> [Exercise]: Write out word for word the part of the language-learning post below that opens with the words containing "I'd recommend memrise.com" and closes with "isn't highly educated.".

> [Text extract]:
__________

I started out with Rosetta Stone but it's not actually that good. It's also really expensive. I bought it new but you could buy an old copy on ebay for a fraction of the price and it will still largely be the same content.

There is always the idea that learning it like a child is the best way but this is dubious. Children can get away with a limited vocabulary because not much goes on in their lives. They also have many years to learn a few words and rules of grammar. Rosetta Stone is one product that boasts about 'immersive learning' that teaches you in the same way that children learn. What this actually means though is that you don't actually know what you are learning. I spent just as much time looking through the words in a dictionary to find out what I had learnt.

I'd recommend memrise.com and duolingo.com

I predominantly use memrise.com because I realised that unlike a child I needed to actually live an adult life and communicate in a foreign land. This required a large vocabulary. memrise is good for this, but not much else. Although saying that the most time consuming step of learning a language is learning enough words. I figured that if I knew the words then if nothing else I could just throw a selection of words at people and let them figure out what I was trying to say. I currently have 4,800 words on memrise. The trick though is to know them so well that they come to mind as you need them. This takes a very long time and this is where memrise.com really shines. 5,000 words is supposed to be the average vocabulary of a person who isn't highly educated.

__________

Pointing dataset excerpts
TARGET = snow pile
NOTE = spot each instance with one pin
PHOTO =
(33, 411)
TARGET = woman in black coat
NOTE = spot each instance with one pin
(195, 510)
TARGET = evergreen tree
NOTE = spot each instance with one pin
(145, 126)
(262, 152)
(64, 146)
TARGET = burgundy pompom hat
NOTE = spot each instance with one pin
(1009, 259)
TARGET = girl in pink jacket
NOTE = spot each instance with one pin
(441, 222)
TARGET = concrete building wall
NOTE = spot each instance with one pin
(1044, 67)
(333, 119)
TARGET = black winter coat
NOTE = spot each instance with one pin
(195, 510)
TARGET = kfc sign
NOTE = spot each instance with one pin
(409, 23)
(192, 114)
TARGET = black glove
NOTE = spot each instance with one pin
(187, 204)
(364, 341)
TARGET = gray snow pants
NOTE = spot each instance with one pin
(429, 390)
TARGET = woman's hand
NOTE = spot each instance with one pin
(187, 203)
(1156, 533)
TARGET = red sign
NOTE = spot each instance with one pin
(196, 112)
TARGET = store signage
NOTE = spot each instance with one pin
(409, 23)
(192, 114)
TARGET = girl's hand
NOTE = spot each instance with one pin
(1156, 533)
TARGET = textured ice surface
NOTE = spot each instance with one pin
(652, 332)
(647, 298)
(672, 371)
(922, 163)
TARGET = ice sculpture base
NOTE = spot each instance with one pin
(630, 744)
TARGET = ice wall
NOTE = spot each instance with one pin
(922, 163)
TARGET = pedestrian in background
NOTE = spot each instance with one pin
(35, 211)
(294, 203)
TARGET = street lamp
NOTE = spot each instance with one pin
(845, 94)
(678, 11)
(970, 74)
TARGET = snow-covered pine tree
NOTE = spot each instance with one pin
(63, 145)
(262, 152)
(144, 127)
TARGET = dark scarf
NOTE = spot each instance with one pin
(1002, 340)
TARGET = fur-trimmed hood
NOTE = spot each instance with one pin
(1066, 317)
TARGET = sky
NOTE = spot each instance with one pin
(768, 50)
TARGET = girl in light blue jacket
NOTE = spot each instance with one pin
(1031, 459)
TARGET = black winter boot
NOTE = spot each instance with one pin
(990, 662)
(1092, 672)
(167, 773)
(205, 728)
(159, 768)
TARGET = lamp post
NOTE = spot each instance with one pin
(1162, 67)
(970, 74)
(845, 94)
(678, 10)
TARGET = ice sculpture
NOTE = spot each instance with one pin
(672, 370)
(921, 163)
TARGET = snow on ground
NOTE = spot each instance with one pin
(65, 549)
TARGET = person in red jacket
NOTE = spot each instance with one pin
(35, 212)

__________

> [Reply]:
I'd recommend memrise.com and duolingo.com

I predominantly use memrise.com because I realised that unlike a child I needed to actually live an adult life and communicate in a foreign land. This required a large vocabulary. memrise is good for this, but not much else. Although saying that the most time consuming step of learning a language is learning enough words. I figured that if I knew the words then if nothing else I could just throw a selection of words at people and let them figure out what I was trying to say. I currently have 4,800 words on memrise. The trick though is to know them so well that they come to mind as you need them. This takes a very long time and this is where memrise.com really shines. 5,000 words is supposed to be the average vocabulary of a person who isn't highly educated.